§ WHAT YOU WILL DO
In the entries that follow, find the line containing "Phrase: couscous pearl"; from there, copy every line exactly through the line containing "couscous with a dot.".

§ EXERCISE INPUTS
* * *
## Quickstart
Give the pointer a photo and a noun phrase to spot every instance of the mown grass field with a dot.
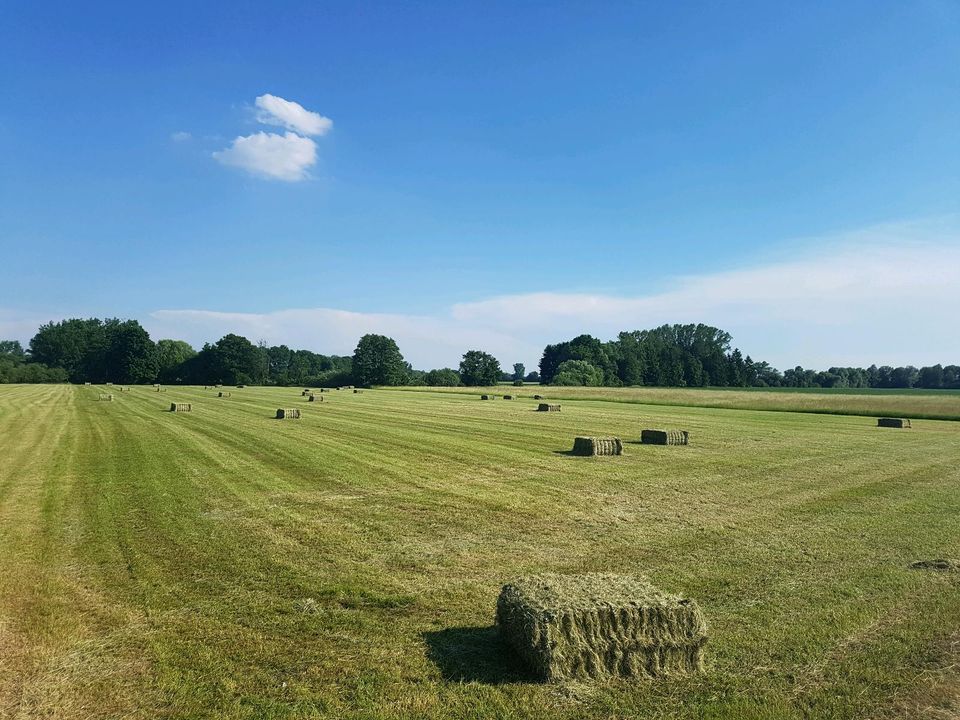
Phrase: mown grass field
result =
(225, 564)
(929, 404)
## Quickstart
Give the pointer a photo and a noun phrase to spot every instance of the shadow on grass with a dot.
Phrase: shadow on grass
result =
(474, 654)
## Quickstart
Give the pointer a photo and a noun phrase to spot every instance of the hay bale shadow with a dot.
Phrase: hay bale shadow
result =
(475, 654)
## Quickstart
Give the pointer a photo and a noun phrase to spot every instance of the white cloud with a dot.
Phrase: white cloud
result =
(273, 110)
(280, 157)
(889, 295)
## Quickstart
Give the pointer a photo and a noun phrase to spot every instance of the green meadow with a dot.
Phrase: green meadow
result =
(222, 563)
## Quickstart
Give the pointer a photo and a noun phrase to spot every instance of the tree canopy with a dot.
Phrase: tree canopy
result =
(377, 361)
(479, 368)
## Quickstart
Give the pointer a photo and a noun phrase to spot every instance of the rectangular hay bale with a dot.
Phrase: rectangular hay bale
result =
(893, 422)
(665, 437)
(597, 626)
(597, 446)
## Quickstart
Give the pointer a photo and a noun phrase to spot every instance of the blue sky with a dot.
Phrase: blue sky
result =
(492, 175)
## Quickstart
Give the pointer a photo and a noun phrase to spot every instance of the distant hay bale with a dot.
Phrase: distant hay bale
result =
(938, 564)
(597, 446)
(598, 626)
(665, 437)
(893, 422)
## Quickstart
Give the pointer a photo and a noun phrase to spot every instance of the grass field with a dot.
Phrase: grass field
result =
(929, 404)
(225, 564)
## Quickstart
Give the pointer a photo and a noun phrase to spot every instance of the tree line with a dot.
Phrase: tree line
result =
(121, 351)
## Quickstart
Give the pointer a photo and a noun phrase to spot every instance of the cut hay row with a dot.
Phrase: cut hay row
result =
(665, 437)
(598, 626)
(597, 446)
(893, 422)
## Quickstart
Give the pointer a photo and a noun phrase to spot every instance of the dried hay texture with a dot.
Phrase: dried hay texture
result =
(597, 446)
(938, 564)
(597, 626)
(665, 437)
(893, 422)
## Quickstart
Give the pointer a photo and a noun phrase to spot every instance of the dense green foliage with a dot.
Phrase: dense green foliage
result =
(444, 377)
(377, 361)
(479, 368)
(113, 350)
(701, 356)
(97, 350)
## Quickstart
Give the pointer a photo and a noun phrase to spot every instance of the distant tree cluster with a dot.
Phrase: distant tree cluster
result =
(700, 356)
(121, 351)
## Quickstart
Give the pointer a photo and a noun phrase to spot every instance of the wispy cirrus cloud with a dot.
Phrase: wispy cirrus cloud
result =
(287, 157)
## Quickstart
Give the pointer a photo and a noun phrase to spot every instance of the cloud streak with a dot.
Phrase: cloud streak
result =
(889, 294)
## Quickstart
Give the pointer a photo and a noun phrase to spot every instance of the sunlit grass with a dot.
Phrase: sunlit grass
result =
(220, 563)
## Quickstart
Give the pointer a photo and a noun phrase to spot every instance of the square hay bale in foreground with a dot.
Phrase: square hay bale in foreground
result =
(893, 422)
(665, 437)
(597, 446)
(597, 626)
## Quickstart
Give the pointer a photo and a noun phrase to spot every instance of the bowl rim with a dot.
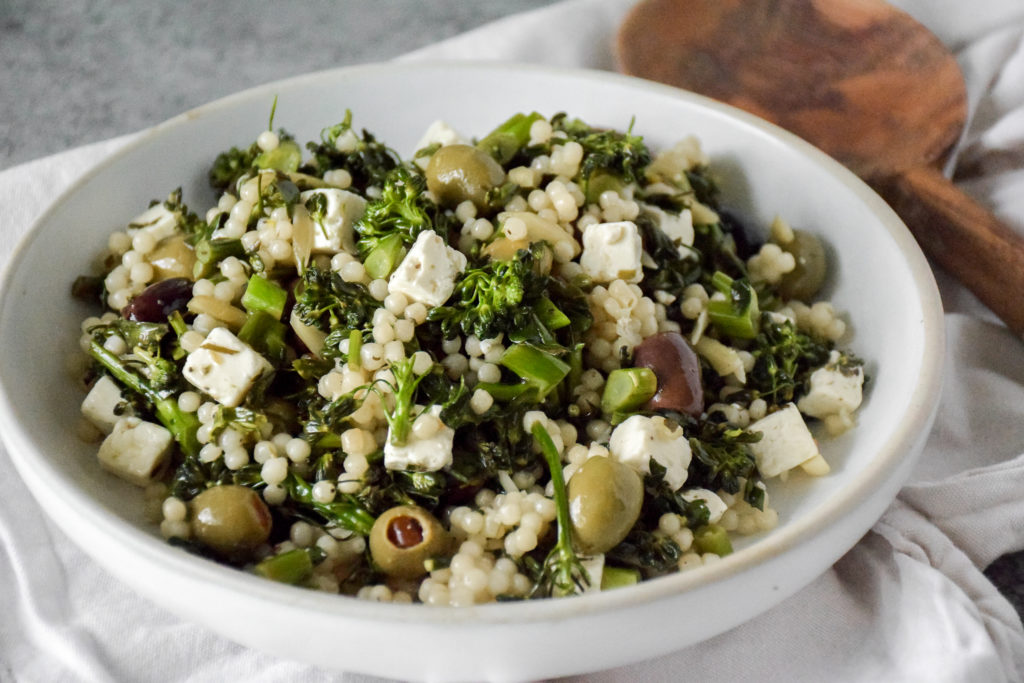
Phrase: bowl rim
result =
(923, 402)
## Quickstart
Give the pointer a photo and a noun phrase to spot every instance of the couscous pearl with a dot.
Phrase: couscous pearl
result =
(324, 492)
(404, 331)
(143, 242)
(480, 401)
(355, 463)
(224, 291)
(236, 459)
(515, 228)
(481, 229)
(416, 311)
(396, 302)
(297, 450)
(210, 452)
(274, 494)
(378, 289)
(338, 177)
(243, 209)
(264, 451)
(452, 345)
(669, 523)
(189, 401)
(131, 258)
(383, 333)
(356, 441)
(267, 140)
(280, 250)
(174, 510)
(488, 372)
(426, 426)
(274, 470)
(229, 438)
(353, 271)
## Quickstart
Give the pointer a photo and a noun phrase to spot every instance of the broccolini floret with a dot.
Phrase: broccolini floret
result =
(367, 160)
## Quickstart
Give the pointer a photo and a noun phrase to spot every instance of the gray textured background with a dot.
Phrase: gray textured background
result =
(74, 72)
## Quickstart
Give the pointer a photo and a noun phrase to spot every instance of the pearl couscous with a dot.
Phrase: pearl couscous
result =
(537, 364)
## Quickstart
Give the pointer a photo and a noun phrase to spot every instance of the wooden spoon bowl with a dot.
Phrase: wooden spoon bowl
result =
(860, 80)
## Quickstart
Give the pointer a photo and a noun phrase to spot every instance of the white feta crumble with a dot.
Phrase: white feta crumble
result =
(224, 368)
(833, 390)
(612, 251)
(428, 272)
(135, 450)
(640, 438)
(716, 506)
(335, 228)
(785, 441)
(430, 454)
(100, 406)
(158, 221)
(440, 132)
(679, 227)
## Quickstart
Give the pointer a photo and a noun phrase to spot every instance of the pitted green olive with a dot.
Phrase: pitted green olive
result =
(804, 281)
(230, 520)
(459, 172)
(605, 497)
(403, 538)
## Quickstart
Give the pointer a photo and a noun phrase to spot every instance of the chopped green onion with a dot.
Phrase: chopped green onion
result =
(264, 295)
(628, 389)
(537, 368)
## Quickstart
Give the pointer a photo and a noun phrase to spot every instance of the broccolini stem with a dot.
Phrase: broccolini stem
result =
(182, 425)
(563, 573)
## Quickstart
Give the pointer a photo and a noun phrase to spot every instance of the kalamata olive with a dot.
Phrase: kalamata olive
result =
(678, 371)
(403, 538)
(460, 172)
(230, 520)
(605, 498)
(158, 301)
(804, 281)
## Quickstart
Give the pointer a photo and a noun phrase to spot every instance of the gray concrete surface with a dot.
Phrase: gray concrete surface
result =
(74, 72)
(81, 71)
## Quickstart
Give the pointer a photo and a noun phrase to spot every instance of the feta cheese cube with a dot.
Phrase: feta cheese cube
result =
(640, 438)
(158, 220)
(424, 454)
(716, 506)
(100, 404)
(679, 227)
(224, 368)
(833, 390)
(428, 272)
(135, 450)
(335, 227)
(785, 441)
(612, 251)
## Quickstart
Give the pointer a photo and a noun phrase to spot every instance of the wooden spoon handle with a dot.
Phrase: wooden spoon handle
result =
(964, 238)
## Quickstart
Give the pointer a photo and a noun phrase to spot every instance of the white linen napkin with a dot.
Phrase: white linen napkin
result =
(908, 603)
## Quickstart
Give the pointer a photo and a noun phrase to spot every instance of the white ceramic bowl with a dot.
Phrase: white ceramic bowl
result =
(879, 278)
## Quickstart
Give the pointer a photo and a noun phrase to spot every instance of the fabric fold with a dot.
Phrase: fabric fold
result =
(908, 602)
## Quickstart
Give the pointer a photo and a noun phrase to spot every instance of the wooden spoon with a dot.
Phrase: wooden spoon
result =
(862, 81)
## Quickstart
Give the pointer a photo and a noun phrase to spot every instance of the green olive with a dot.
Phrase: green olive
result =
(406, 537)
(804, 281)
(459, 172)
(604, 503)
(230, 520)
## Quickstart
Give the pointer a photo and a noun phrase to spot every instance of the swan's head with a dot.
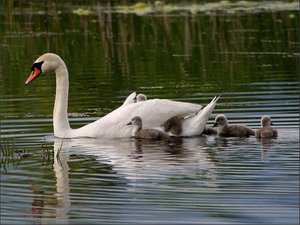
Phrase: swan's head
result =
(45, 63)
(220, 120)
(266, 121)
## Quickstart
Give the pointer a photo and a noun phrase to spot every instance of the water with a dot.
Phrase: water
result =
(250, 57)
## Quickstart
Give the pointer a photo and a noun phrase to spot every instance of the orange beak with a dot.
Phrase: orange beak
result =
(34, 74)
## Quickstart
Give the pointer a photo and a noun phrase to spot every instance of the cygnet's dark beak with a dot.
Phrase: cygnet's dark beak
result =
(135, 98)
* * *
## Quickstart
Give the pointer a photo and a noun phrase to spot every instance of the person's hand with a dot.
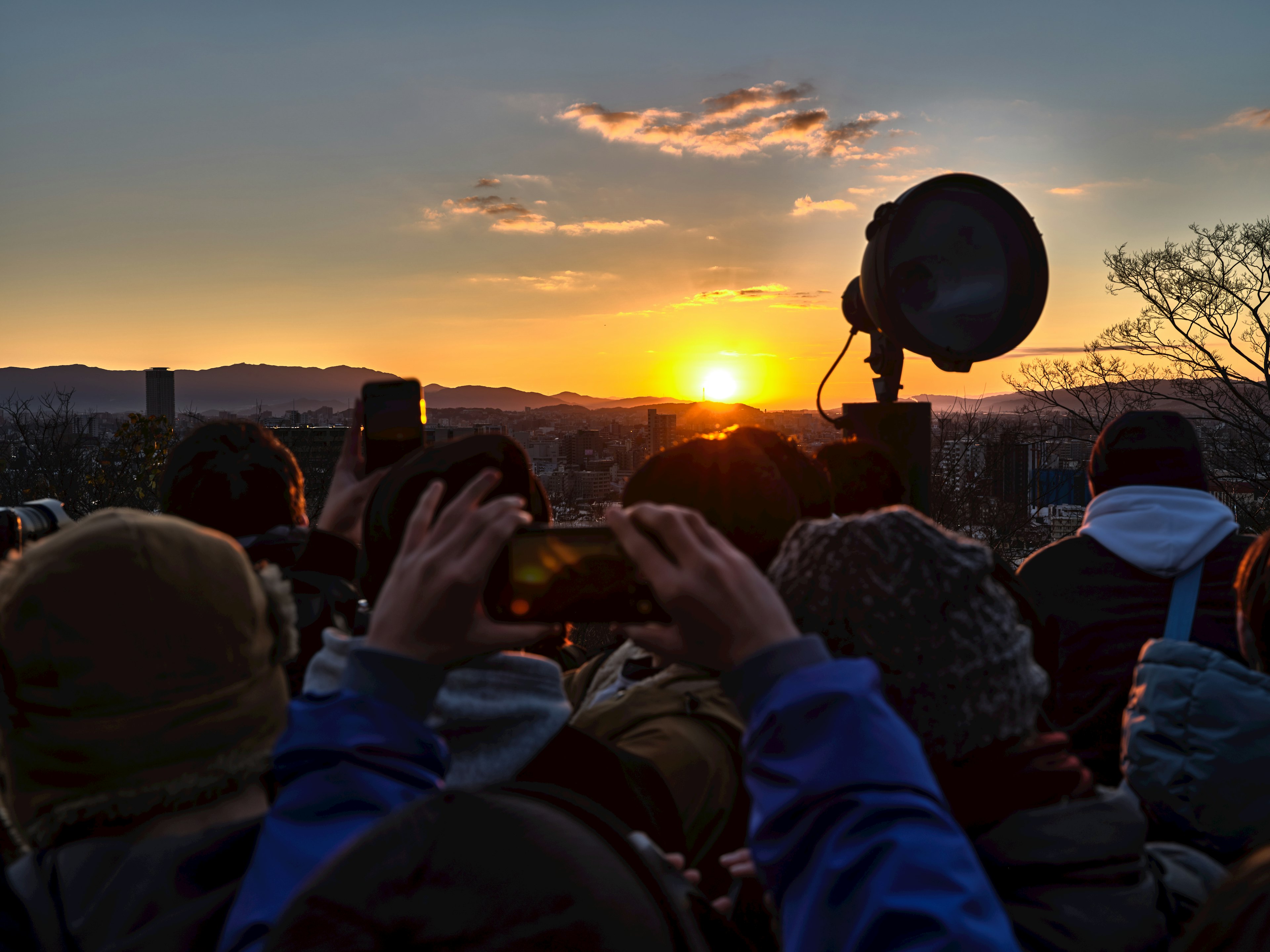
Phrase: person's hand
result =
* * *
§ EXERCISE OUTPUT
Phrase: couscous pearl
result =
(324, 492)
(404, 331)
(143, 242)
(480, 401)
(355, 463)
(224, 291)
(236, 459)
(515, 228)
(481, 229)
(416, 311)
(396, 302)
(297, 450)
(210, 452)
(274, 494)
(378, 289)
(338, 177)
(243, 209)
(264, 451)
(452, 345)
(669, 523)
(189, 401)
(131, 258)
(383, 333)
(356, 441)
(267, 140)
(280, 250)
(174, 510)
(488, 372)
(426, 426)
(274, 470)
(229, 438)
(353, 271)
## Quickstart
Give the pointer a photo and a noun phrase to spot every instance of the broccolini floret with a dot.
Phrase: broccolini floret
result =
(367, 160)
## Quickstart
Give the pointer a photo and a noun phrase to spot every instance of the gray textured background with a dot.
Phrase: gray textured background
result =
(74, 72)
## Quickstart
Give the pointer a photo and a noun phrase to spot every instance of the pearl couscous with a dot.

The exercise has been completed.